** begin Extracted text **

# Ric Ocasek dies



## Guest (Sep 16, 2019)

https://www.tmz.com/2019/09/15/ric-ocasek-the-cars-frontman-singer-dead-dies-75/


----------



## Strange Magic (Sep 14, 2015)

The Cars: great slightly off-center pop band. Many fine songs indeed. May Ric RIP.

https://www.google.com/search?q=you...d+up&ie=UTF-8&oe=UTF-8&hl=en-us&client=safari


----------



## elgar's ghost (Aug 8, 2010)

I was never a Cars fan a such - I only ever took to some of the stuff from the first three albums but Ric was a talented songwriter/frontman in a very good band.


----------



## starthrower (Dec 11, 2010)

May you RIP Mr Ocasek. 40 years went bye, bye much too fast. If I had to listen to a Cars album I'd pick Candy-O. I've always dug the title tune, and Dangerous Type. I didn't realize they had so many fans. Their hit ballad Drive has over 55 million views on YouTube.


----------



## Guest (Sep 16, 2019)

I always loved the Cars. You Might Think was a personal favorite growing up. Their early albums were a little too early for me, but I remember getting Heartbeat City brand new and loving it. I even remember Ric's solo work.


----------



## Eva Yojimbo (Jan 30, 2016)

I was saddened to hear about this. Their debut is arguably one of the top 5-10 pop-rock albums ever. Did any band ever debut with such a string of effortlessly catchy hits? They never quite recaptured that same magic, but that one album contained more classics than many bands manage in a career.


----------



## haydnguy (Oct 13, 2008)

I loved the Cars. This is sad news indeed. RIP Ric.


----------



## Rach Man (Aug 2, 2016)

RIP Ric Ocasek

I am a big fan of the Cars. I think they were a superb pop-rock band and Ocasek wrote really great songs. _Candy-O, The Cars, Shake It Up_ were all great albums. But I really think that Ocasek had a pop-rock masterpiece with _Heartbeat City_ and the title track, especially, being maybe his best tune.


----------

** end Extracted text **
** begin Record extracts **

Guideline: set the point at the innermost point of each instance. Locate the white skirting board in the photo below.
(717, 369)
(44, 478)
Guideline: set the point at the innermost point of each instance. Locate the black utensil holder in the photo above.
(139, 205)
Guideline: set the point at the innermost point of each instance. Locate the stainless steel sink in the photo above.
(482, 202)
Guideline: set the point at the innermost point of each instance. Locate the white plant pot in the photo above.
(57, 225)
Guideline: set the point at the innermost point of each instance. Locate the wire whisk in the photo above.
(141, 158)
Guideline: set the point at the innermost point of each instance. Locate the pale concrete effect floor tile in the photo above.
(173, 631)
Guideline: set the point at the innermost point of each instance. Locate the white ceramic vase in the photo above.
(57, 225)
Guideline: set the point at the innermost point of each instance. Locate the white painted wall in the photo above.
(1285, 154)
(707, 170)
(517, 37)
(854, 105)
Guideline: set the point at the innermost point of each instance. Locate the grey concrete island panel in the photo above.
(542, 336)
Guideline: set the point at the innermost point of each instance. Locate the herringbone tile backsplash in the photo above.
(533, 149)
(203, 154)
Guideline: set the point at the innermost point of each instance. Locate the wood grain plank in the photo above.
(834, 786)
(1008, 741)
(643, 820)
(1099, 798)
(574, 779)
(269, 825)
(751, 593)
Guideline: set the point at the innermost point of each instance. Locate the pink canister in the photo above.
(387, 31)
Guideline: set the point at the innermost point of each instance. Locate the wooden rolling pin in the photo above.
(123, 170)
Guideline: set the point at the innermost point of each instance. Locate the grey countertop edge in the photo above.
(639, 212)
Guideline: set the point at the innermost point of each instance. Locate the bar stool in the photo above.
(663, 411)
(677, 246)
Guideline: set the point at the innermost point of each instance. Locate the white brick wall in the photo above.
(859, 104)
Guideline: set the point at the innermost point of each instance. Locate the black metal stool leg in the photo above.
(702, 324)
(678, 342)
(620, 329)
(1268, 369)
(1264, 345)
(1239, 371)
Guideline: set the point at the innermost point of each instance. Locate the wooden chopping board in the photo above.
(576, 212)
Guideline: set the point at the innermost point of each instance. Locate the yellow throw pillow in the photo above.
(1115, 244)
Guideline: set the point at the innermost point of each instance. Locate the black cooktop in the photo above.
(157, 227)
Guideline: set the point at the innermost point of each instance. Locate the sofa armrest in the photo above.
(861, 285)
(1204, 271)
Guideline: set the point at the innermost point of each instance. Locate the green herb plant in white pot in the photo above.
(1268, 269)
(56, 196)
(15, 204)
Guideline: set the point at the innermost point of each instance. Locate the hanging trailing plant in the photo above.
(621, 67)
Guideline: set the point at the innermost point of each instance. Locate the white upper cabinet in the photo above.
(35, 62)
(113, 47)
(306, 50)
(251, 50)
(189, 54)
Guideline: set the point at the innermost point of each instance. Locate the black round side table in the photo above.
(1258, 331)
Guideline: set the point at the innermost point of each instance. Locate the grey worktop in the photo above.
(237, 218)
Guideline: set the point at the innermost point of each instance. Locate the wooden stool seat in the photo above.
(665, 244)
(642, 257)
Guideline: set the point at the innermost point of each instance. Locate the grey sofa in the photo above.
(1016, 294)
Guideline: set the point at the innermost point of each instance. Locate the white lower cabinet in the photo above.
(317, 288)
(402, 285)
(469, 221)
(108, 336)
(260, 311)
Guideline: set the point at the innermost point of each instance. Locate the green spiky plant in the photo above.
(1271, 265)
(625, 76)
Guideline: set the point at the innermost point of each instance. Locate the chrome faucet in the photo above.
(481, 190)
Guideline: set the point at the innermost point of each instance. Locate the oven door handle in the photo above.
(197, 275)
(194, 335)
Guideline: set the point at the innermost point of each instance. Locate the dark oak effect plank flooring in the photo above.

** end Record extracts **

Tasks =
1. List every album the Ric Ocasek thread names by title.
2. Repeat the Ric Ocasek thread from "## Eva Yojimbo" up to and including "in a career.".
3. In the Ric Ocasek thread, which Cars song is said to have over 55 million views on YouTube?

Correct answers =
1.
Candy-O
Heartbeat City
The Cars
Shake It Up

2.
## Eva Yojimbo (Jan 30, 2016)

I was saddened to hear about this. Their debut is arguably one of the top 5-10 pop-rock albums ever. Did any band ever debut with such a string of effortlessly catchy hits? They never quite recaptured that same magic, but that one album contained more classics than many bands manage in a career.

3. Drive